**PROBLEM:**
In the entries below, repeat only the lines between those holding "Expected: one point per instance of the black and" and "point(143, 298)", inclusive. Leave pictures out.

··· DATASET EXTRACT

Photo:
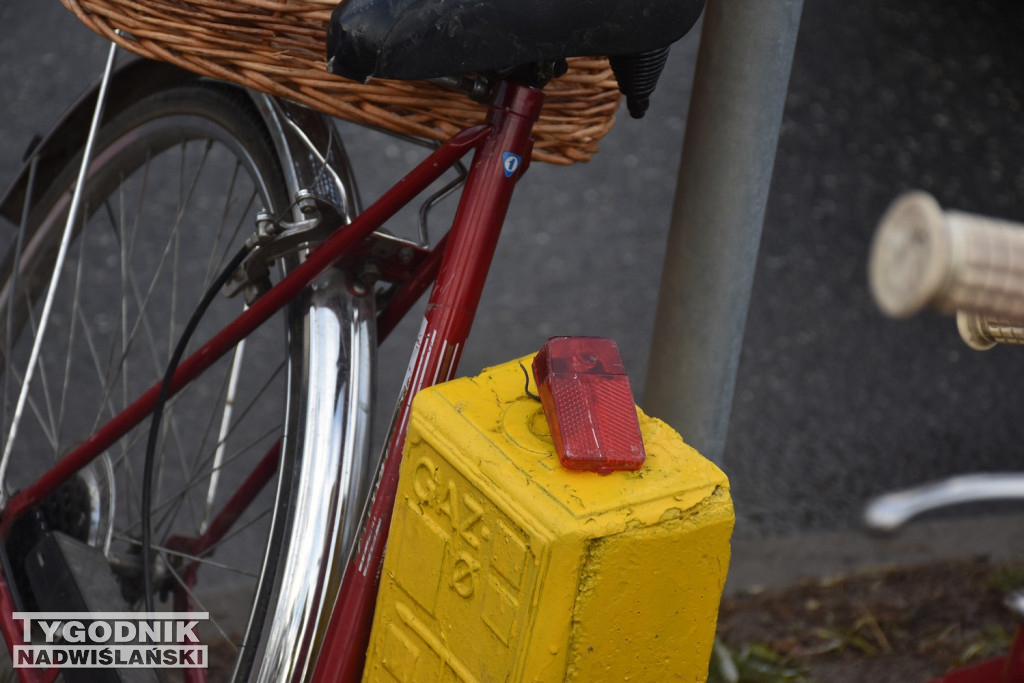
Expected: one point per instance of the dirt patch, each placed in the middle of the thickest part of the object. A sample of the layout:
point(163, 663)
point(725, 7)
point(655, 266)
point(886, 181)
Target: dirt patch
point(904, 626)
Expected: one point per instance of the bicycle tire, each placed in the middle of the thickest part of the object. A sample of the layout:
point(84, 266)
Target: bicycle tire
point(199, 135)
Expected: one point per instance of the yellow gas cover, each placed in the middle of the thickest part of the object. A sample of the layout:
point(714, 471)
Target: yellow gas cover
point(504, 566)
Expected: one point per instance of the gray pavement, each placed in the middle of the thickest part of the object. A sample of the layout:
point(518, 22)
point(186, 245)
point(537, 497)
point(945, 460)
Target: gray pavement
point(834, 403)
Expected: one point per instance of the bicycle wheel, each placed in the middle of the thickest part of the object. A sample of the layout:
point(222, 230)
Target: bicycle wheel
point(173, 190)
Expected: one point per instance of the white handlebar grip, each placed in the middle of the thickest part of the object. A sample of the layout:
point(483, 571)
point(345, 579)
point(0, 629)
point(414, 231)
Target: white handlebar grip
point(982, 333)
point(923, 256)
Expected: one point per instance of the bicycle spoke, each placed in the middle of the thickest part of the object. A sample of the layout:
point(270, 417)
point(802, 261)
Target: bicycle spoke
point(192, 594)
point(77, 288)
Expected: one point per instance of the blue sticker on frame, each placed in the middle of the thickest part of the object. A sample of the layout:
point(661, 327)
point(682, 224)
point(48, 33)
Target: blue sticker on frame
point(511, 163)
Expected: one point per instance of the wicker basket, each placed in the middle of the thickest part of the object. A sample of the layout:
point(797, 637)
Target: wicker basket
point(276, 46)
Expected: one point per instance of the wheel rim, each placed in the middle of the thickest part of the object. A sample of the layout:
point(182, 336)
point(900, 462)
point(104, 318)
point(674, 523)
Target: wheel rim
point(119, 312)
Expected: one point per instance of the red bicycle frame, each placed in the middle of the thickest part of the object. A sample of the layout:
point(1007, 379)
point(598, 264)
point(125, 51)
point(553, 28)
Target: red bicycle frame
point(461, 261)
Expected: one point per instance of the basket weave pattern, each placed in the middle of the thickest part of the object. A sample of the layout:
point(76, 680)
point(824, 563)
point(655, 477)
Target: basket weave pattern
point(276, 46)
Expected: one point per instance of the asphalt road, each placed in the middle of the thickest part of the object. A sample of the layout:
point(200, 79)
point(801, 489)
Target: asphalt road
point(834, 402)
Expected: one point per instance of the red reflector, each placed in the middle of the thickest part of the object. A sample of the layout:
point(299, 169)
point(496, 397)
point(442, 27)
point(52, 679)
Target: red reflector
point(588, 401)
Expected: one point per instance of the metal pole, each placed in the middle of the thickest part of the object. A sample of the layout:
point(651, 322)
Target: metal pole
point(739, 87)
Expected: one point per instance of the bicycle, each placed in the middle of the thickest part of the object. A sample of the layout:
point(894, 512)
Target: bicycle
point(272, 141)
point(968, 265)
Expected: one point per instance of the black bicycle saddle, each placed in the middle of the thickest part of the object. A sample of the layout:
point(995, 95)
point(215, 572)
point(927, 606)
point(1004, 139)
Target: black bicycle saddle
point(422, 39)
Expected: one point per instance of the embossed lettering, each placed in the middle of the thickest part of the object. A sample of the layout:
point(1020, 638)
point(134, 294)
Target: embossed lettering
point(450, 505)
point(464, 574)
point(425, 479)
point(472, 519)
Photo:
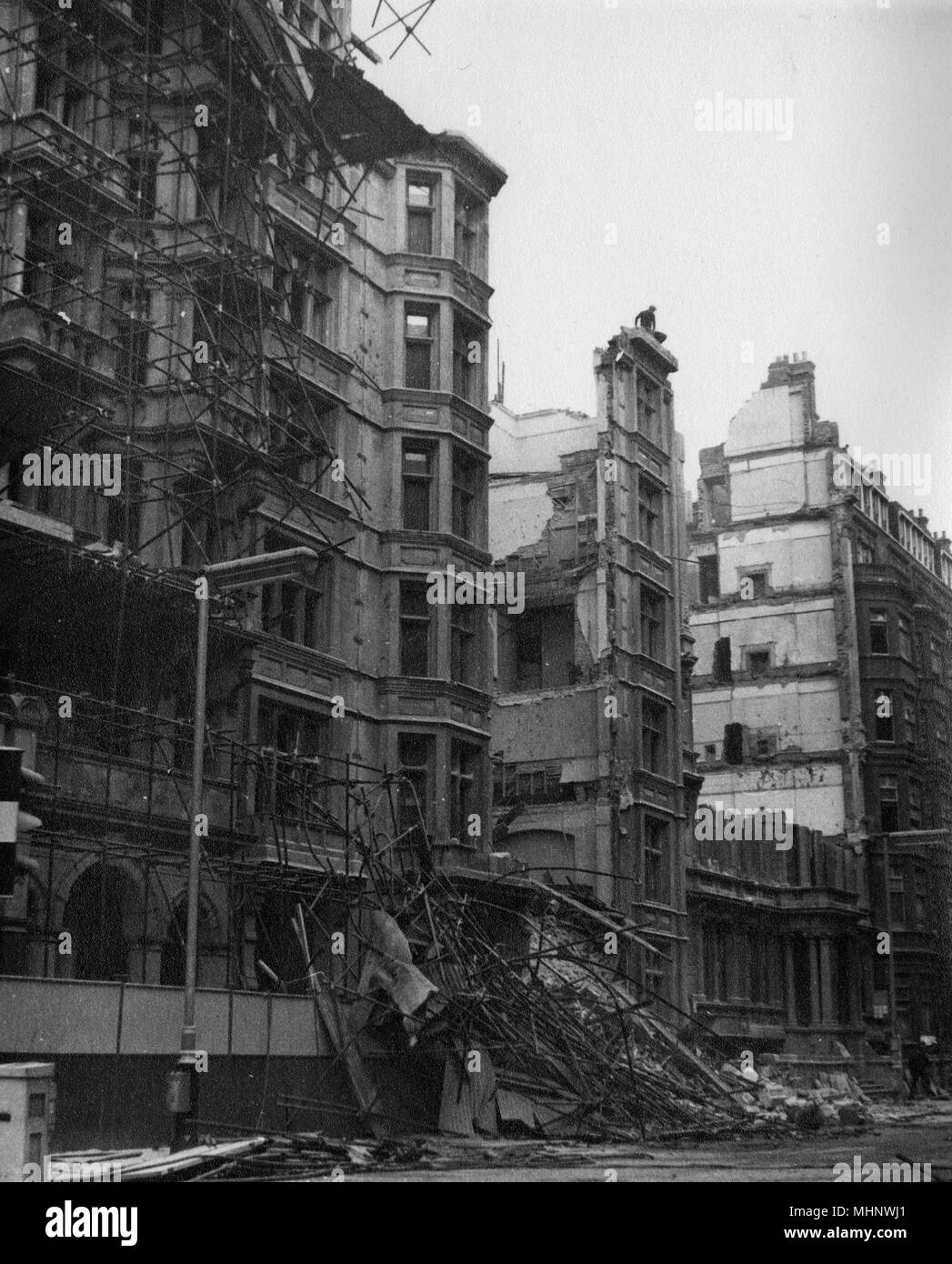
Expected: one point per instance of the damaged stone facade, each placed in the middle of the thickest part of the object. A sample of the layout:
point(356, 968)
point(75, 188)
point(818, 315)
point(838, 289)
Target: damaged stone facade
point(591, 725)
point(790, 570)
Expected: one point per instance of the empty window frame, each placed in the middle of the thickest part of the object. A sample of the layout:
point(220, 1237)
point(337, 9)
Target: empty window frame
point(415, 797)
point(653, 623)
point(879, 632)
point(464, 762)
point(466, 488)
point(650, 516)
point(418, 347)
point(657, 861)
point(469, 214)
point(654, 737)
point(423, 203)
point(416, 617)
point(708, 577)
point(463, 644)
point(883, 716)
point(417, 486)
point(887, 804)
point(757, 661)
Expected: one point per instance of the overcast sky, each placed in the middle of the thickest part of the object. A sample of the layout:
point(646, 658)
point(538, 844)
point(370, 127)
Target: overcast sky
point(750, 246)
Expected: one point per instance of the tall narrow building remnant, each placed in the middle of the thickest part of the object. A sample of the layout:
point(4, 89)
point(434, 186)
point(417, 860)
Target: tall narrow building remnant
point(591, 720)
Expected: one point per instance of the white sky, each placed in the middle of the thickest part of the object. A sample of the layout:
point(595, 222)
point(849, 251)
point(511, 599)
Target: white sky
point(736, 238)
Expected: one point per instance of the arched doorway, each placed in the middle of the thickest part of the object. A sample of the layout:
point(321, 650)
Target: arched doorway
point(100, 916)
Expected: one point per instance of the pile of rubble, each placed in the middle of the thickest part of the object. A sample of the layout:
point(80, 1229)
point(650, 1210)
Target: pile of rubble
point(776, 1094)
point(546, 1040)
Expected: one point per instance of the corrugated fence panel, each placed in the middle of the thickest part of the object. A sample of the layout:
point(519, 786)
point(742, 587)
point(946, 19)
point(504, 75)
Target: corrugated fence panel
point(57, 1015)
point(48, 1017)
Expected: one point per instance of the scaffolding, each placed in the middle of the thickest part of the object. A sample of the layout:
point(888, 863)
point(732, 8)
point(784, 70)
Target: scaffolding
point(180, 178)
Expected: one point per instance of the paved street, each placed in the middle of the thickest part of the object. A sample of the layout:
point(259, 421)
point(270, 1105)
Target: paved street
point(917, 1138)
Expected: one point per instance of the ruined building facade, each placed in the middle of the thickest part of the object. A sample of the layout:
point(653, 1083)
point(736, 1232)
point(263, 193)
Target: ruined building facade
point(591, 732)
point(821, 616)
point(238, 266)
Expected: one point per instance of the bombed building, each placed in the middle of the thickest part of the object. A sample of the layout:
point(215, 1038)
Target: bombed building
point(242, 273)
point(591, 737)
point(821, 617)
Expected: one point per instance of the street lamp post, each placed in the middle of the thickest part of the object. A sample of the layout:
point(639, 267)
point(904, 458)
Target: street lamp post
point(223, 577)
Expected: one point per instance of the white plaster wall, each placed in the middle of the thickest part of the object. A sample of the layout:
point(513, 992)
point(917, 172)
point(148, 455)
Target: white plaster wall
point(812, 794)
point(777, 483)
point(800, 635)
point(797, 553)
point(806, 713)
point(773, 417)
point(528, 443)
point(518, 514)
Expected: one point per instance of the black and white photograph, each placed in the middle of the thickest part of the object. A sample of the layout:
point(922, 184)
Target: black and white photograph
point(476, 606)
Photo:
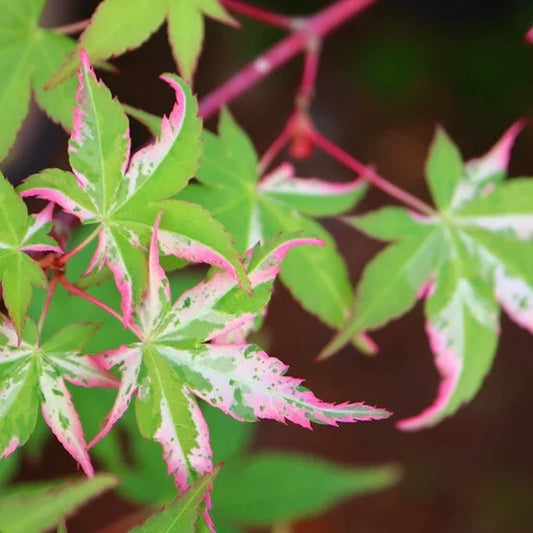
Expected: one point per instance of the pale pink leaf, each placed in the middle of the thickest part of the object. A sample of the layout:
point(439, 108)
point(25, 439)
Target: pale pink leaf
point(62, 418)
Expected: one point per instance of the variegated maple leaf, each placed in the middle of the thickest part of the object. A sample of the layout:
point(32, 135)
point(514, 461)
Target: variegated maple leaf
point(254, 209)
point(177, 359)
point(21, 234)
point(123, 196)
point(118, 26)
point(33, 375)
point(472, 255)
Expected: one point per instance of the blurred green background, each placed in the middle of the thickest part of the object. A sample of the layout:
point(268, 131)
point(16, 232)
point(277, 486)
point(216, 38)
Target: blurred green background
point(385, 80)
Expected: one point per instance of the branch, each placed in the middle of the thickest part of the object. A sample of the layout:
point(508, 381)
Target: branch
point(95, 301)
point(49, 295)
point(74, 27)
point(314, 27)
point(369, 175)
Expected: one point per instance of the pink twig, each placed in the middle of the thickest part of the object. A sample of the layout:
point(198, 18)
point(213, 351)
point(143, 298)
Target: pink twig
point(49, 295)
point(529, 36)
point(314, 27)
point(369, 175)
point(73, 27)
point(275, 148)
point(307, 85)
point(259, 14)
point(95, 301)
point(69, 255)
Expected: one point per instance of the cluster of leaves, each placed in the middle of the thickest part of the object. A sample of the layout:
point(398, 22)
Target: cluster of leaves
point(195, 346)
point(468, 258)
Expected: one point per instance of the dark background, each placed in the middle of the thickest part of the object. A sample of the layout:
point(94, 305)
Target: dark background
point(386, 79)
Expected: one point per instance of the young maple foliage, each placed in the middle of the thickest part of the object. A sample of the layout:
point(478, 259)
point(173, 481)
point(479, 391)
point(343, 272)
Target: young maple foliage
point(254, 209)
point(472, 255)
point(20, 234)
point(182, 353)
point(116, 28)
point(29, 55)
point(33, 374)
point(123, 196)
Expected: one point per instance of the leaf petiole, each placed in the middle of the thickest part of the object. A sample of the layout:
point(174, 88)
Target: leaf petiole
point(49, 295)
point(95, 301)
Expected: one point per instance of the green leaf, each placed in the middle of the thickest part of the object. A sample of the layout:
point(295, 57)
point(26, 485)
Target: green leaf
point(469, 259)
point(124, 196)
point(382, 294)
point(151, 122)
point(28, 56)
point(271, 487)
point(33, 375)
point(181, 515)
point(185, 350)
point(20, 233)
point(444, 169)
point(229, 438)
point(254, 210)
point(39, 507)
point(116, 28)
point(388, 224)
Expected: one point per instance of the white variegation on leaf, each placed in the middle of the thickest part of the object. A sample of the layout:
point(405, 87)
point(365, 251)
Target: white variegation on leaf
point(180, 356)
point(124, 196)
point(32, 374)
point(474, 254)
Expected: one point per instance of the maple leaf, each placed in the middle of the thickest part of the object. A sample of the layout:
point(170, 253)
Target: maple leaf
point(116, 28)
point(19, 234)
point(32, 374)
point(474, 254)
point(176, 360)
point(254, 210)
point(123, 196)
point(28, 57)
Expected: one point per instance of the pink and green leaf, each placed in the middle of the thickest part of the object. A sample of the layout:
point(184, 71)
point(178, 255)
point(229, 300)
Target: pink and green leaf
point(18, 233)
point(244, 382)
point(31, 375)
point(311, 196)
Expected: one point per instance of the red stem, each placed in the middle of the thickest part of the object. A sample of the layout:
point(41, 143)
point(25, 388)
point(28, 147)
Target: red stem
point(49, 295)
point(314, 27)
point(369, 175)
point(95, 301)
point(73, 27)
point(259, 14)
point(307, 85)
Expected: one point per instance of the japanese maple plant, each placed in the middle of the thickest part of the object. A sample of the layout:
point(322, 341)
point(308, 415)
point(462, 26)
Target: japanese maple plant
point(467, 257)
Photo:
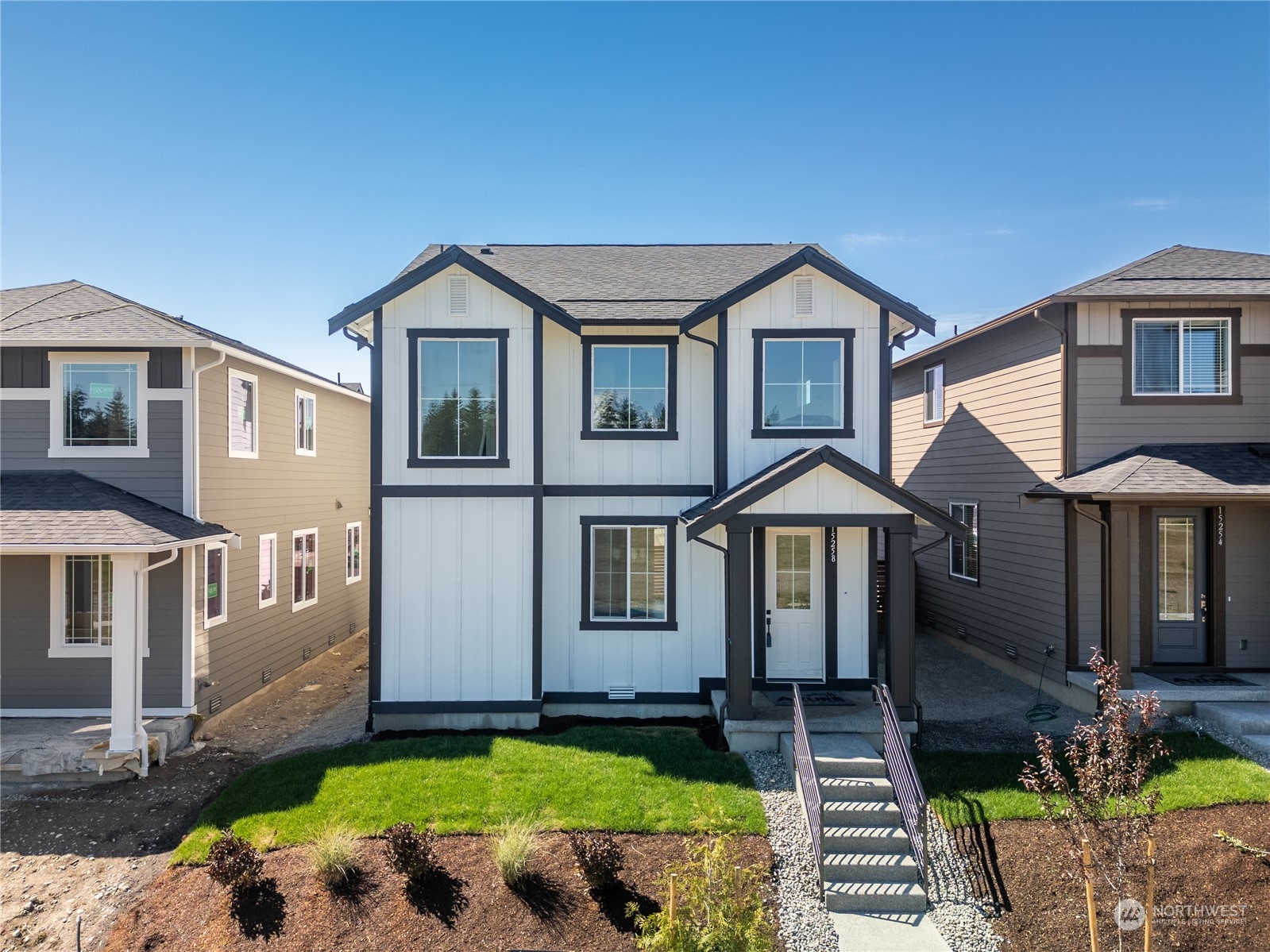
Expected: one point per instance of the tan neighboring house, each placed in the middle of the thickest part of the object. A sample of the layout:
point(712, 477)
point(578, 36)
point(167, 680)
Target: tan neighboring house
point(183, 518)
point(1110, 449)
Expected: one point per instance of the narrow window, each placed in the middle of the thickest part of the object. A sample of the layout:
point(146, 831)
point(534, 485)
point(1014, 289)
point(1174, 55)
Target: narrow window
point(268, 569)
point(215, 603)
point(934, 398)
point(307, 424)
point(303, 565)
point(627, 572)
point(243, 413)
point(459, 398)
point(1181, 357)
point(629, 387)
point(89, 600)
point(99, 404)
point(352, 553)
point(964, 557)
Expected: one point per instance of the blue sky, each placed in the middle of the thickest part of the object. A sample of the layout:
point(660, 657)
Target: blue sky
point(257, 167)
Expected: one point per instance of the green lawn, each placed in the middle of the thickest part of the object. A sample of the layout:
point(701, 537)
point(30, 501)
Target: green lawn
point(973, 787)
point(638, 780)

······

**COMPLETED TASK:**
Expected: one point per instance of the black and white photograph, each placed in the middle of the thickest part of the object. A sample of the layout:
point(922, 184)
Target: black and white photograph
point(476, 606)
Photo:
Expected: one point per instance of the pale pink leaf, each placed in the middle of the thickest part of the object. A sample of the layout:
point(439, 108)
point(25, 439)
Target: pale pink leaf
point(62, 418)
Expected: one point per instance of the variegated maple leaf, each placed in the middle of the thickest part of the object. A sample of the layout:
point(32, 135)
point(514, 461)
Target: variegated maple leaf
point(254, 209)
point(177, 359)
point(21, 234)
point(123, 196)
point(118, 26)
point(33, 375)
point(472, 255)
Expected: one point per instance of the blurred green background, each placed in the middle of the thickest part of the object. A sample of the layout:
point(268, 131)
point(16, 232)
point(277, 486)
point(216, 38)
Target: blurred green background
point(385, 80)
Expected: one point per instance of the branch, each placed in the middle of the thickest part of the object. A sample of the layout:
point(508, 381)
Target: branch
point(95, 301)
point(49, 295)
point(74, 27)
point(314, 27)
point(369, 175)
Expected: one point per instance of the pink twig, each placed in the middle of the thickest part of the object. A sample of the layout:
point(198, 18)
point(213, 351)
point(143, 298)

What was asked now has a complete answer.